→ GIVEN REQUEST: Rescale the bounding-box coordinates in the answers by 1.95 and round to whole numbers, halves up, for the lines from the one containing "The grounding model" through the one containing "478, 629, 512]]", inclusive. Reproduce only those lines, request text included, and leave the request numbers and format samples as they are.

→ GIVEN RECORDS:
_ _ _

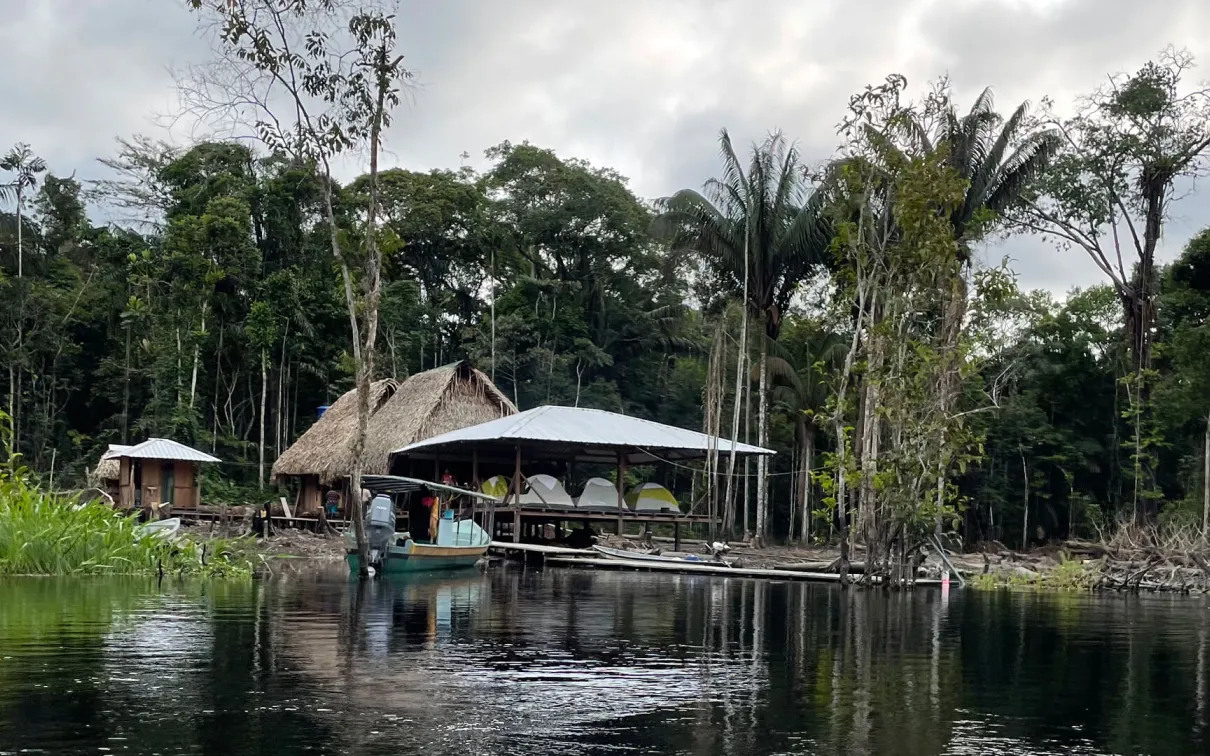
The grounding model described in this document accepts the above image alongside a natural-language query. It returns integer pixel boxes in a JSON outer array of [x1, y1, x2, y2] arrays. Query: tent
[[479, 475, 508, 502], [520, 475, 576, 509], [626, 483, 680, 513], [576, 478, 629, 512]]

_ _ _

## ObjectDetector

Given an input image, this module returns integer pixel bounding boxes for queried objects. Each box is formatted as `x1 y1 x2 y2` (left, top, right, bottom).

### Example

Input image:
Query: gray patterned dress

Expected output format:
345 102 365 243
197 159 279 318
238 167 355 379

_ _ _

→ EXERCISE OUTPUT:
The grounding model described in this document accepts the above image alongside a natural-language query. It returns integer pixel boxes in a JSON outer array of [x1, y1, x2, y2] arrays. Query: tent
[[934, 926, 991, 979], [1014, 926, 1123, 993], [1221, 942, 1326, 1000], [1123, 932, 1227, 998]]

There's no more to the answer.